_Exercise aim_
Please print every record below exactly as it reads.
┌─ Source material
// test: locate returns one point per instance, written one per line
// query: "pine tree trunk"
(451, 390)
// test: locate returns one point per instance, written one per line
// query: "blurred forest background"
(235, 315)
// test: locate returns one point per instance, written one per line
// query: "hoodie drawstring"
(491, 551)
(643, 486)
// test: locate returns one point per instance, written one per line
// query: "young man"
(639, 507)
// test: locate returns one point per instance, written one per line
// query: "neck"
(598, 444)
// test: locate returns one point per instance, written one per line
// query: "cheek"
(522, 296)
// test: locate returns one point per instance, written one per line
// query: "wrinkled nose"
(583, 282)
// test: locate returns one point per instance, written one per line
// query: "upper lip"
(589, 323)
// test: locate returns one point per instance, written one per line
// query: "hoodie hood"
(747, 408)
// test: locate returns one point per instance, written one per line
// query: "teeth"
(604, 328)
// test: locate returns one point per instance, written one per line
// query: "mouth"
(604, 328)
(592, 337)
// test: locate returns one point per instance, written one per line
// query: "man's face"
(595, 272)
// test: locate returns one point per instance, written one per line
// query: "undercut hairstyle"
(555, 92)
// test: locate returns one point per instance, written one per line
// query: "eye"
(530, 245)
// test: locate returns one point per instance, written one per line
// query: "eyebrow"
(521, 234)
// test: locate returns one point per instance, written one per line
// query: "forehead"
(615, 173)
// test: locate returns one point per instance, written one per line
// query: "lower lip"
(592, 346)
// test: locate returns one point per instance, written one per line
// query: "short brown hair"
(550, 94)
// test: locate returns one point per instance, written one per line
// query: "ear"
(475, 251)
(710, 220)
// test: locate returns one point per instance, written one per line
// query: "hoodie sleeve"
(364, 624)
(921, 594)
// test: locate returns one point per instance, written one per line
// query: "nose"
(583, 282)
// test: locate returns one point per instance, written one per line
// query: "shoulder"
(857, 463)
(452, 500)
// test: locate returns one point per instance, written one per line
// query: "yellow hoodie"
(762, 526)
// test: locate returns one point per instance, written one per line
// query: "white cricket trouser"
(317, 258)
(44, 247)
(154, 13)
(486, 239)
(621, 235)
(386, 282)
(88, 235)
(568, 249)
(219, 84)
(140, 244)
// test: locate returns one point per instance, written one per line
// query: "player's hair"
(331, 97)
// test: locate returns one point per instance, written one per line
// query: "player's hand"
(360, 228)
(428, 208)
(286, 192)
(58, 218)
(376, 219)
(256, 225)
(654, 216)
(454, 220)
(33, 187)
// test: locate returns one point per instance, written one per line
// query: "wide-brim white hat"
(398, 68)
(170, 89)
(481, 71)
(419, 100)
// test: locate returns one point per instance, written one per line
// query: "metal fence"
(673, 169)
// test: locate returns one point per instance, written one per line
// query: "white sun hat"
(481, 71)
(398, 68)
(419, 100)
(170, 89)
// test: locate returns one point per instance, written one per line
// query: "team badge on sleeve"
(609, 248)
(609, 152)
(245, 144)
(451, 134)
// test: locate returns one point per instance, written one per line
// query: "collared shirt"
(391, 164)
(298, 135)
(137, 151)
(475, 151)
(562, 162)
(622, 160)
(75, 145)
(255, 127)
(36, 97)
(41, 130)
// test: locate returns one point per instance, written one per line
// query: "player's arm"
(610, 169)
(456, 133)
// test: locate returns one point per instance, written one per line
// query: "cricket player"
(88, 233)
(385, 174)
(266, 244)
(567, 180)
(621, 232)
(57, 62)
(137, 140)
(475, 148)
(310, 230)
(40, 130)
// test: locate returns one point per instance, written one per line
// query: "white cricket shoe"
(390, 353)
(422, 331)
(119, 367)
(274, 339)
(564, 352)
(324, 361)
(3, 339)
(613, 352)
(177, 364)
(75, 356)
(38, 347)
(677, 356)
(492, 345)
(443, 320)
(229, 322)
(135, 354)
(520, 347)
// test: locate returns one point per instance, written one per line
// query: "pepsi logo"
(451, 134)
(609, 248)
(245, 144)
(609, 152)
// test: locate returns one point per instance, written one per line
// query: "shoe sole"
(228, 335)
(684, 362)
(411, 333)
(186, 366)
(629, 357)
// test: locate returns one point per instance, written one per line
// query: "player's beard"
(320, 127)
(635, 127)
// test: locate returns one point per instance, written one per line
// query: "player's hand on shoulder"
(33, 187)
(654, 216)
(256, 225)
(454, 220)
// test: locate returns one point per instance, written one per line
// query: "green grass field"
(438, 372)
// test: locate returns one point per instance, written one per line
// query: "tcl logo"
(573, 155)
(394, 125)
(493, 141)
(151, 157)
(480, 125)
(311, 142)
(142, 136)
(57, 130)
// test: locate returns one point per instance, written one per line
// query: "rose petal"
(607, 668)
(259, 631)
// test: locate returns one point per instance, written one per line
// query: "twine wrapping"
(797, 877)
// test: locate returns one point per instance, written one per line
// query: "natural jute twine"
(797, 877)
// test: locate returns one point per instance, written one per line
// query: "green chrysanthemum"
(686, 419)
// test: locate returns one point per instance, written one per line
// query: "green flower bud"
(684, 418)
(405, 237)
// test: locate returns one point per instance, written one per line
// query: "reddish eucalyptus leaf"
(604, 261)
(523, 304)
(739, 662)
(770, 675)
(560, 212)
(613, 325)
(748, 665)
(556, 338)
└─
_Expected answer_
// test: locate returns one point per instance, written one per line
// query: "pine tree trunk"
(451, 390)
// test: locate returns one point per instance, written one per line
// query: "blurred forest background"
(235, 315)
// test: locate returns one point per instance, written one per line
// query: "hoodie drawstring"
(491, 551)
(643, 486)
// test: locate returns one point per instance, written one per line
// query: "young man"
(639, 507)
// test: locate returns one point per instance, written one per line
// query: "neck"
(598, 444)
// test: locate returns one point per instance, written one per line
// query: "cheek"
(522, 296)
// test: locate returns one point per instance, written one per line
// query: "wrinkled nose"
(583, 282)
// test: locate returns one point per instance, written one per line
// query: "upper lip"
(589, 323)
// test: locate returns one point per instance, written one per line
// query: "hoodie hood"
(747, 408)
// test: locate returns one point per instance, written one per line
// query: "teeth"
(604, 328)
// test: locate returns one point per instance, written one per line
// query: "mouth"
(604, 328)
(592, 337)
// test: locate returns one point per instance, written one per line
// query: "man's face"
(595, 272)
// test: locate returns one point per instance, written one per line
// query: "undercut hairstyle"
(555, 92)
// test: locate returns one point per instance, written one per line
// query: "eye"
(530, 245)
// test: locate returns one point per instance, written one per line
// query: "eyebrow"
(521, 234)
// test: locate returns one point per instance, written one per line
// query: "forehead"
(615, 173)
// test: locate returns one point per instance, written one per line
// query: "lower lip"
(592, 346)
// test: locate returns one point per instance, written one per line
// query: "short brown hair"
(550, 94)
// test: locate returns one point per instance, written one per line
// query: "ear"
(475, 251)
(710, 220)
// test: locate returns one point per instance, written one per line
// query: "hoodie sleeve"
(364, 624)
(921, 594)
// test: locate returns one point per instance, written one per line
// query: "nose"
(583, 282)
// test: locate returns one point per instance, written one per line
// query: "shoulder"
(857, 463)
(452, 500)
// test: locate returns one point per instance, written one per line
// query: "yellow hoodie"
(762, 526)
// test: locate returns one point per instance, written one per line
// query: "white cricket trouser"
(317, 258)
(44, 247)
(154, 13)
(486, 239)
(621, 235)
(386, 282)
(88, 235)
(568, 249)
(219, 84)
(140, 244)
// test: locate returns one point per instance, written one per line
// query: "player's hair"
(331, 97)
// test: locate returns one point per instance, written one per line
// query: "player's hand"
(360, 228)
(428, 208)
(286, 192)
(58, 218)
(376, 219)
(256, 225)
(654, 216)
(454, 220)
(33, 187)
// test: locate returns one point per instance, written one per line
// query: "wide-brim white hat"
(398, 68)
(170, 89)
(481, 71)
(419, 100)
// test: locate returns one point per instance, written one per line
// query: "metal fence"
(673, 169)
// test: locate returns one point per instance, written one per line
// query: "white sun hat"
(481, 71)
(398, 68)
(419, 100)
(170, 89)
// test: locate returns one point per instance, written one per line
// query: "team badge on sleeve"
(609, 248)
(609, 152)
(245, 144)
(451, 134)
// test: locate returns one point per instance, written one per line
// query: "collared shirt"
(391, 164)
(298, 135)
(137, 151)
(475, 151)
(562, 162)
(622, 160)
(75, 145)
(255, 127)
(36, 97)
(41, 130)
// test: locate returns one point per instance, written one per line
// query: "player's arm"
(610, 169)
(456, 133)
// test: locate returns one point per instance, written one per line
// query: "cricket player"
(88, 233)
(385, 174)
(266, 244)
(567, 180)
(621, 232)
(57, 62)
(137, 140)
(475, 148)
(310, 230)
(40, 130)
// test: locate returns one point per instance, written one per line
// query: "white cricket shoe"
(390, 353)
(422, 331)
(119, 367)
(274, 339)
(564, 352)
(324, 361)
(3, 339)
(613, 352)
(177, 364)
(75, 356)
(38, 347)
(677, 356)
(492, 345)
(443, 320)
(229, 322)
(135, 354)
(520, 347)
// test: locate returns one point per instance, written one per line
// query: "pepsi logo"
(451, 134)
(609, 248)
(245, 144)
(609, 152)
// test: locate returns one point per instance, written one per line
// query: "shoe sole"
(228, 335)
(684, 362)
(411, 333)
(186, 366)
(629, 357)
// test: locate returns one point per instance, written one per line
// query: "player's beard"
(320, 127)
(635, 127)
// test: locate returns one point per instance, written one per line
// query: "player's hand on shoulder"
(33, 187)
(654, 216)
(256, 225)
(454, 220)
// test: locate returns one point per instance, written one per line
// query: "green grass field"
(438, 372)
// test: locate returns one point per instance, written one per line
// query: "tcl logo"
(573, 155)
(394, 125)
(493, 141)
(151, 157)
(480, 125)
(311, 142)
(142, 136)
(57, 130)
// test: locate returns one point per instance, written one per line
// query: "rose petal"
(607, 668)
(259, 631)
// test: locate returns one point per instance, written one per line
// query: "twine wrapping"
(797, 877)
// test: locate returns one point per instance, written one per line
// query: "natural jute twine"
(797, 877)
// test: locate returns one point per instance, written one per line
// query: "green chrysanthemum"
(686, 419)
// test: locate returns one point per instance, written one per line
// query: "green flower bud"
(684, 418)
(405, 237)
// test: locate returns one point per instance, written one per line
// query: "reddish eucalyptus leaf"
(604, 261)
(523, 304)
(739, 662)
(770, 675)
(560, 212)
(613, 325)
(748, 665)
(556, 338)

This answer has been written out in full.